### WHAT YOU NEED TO DO
How many lines of the entries below contain the string "mirror"? Case matters. Reply with the number only.

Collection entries
· · · · ·

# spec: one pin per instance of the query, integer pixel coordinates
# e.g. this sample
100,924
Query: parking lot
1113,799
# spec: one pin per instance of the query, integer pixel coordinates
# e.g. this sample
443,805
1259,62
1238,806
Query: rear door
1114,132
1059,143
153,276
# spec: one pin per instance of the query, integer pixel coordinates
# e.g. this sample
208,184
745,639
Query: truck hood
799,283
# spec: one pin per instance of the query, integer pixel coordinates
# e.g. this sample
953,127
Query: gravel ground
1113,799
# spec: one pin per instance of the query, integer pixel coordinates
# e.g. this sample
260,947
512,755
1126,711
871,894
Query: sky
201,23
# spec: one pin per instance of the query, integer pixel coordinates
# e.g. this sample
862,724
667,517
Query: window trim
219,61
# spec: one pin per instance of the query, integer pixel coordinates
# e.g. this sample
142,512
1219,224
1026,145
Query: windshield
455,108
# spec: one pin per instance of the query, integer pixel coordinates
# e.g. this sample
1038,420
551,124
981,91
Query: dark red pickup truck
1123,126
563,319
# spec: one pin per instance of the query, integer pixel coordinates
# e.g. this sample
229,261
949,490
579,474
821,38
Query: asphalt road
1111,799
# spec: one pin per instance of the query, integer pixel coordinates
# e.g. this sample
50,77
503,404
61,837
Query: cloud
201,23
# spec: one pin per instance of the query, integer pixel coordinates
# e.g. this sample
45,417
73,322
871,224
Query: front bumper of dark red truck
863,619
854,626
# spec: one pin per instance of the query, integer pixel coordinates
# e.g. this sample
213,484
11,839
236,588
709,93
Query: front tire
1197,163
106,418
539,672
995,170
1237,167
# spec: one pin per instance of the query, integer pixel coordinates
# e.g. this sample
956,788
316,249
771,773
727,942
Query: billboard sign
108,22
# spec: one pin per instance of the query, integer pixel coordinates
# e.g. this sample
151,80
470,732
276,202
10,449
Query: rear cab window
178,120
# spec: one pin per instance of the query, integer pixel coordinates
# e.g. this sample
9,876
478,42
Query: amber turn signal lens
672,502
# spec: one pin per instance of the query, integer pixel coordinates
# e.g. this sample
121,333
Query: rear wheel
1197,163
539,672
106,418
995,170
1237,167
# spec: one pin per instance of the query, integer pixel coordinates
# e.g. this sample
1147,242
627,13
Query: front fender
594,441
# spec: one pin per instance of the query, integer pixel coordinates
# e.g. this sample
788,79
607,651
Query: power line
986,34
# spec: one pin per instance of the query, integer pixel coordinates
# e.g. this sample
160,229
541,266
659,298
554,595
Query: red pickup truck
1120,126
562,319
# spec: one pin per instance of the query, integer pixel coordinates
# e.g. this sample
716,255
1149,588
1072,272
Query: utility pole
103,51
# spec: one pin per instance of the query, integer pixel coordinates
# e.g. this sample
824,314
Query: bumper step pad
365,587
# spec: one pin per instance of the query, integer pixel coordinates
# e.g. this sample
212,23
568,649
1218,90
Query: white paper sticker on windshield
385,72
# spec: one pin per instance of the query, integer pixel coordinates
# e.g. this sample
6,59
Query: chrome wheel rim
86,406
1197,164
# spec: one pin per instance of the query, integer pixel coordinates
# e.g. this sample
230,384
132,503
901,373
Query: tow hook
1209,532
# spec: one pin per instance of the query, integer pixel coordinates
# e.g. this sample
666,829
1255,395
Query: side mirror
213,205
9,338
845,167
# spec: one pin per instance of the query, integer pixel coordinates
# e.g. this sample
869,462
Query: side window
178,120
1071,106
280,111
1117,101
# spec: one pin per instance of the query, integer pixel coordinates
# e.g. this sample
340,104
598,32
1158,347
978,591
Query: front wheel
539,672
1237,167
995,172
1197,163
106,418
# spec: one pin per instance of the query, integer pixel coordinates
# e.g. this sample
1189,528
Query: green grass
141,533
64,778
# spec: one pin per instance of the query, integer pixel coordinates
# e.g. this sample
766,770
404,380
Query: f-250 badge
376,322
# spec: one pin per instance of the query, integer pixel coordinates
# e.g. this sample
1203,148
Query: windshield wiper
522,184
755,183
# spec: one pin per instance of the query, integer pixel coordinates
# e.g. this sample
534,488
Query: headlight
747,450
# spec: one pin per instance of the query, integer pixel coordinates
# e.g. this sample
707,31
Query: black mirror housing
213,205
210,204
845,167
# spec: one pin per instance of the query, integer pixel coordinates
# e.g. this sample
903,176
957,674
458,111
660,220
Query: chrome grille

· · · · ·

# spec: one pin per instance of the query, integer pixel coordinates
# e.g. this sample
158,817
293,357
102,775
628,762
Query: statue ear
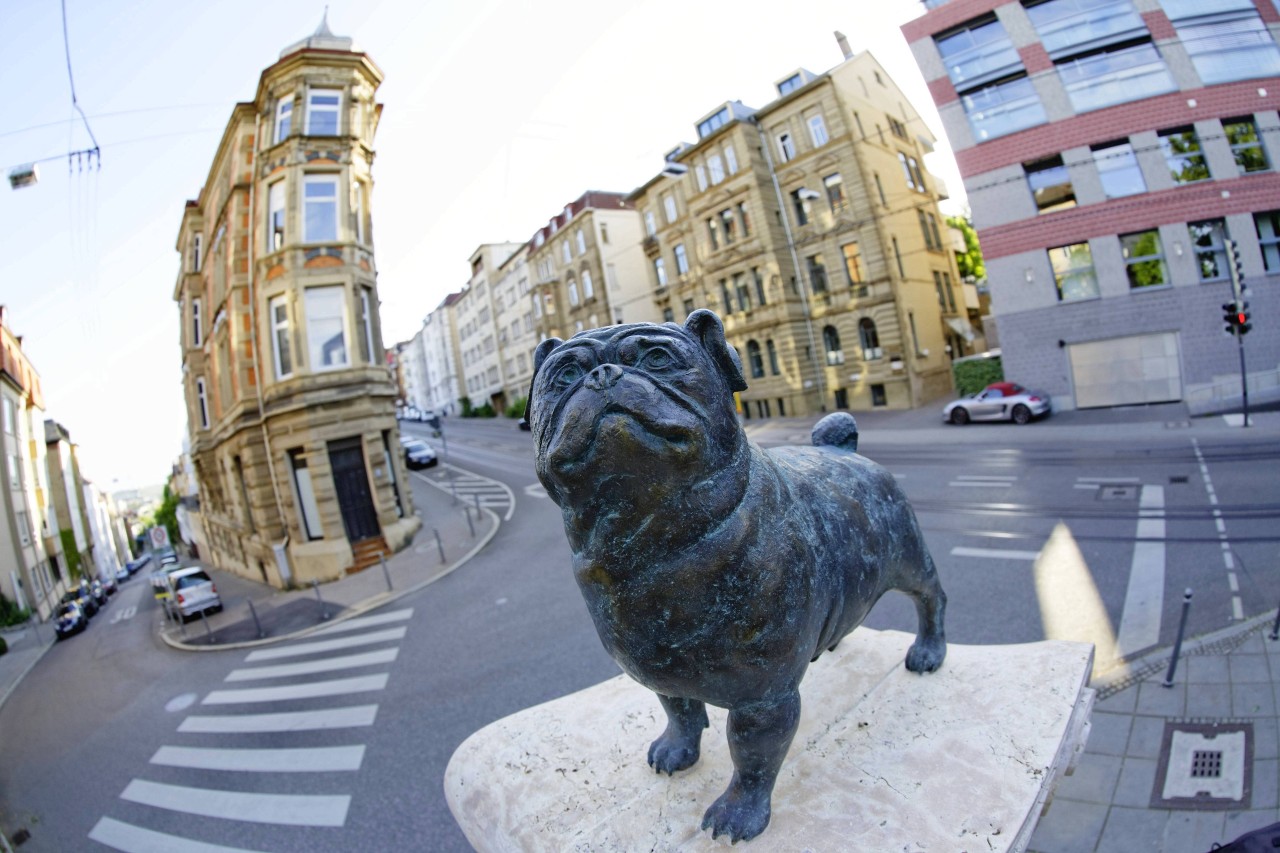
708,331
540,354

· · · · ·

### RESPONSE TO THIS TASK
2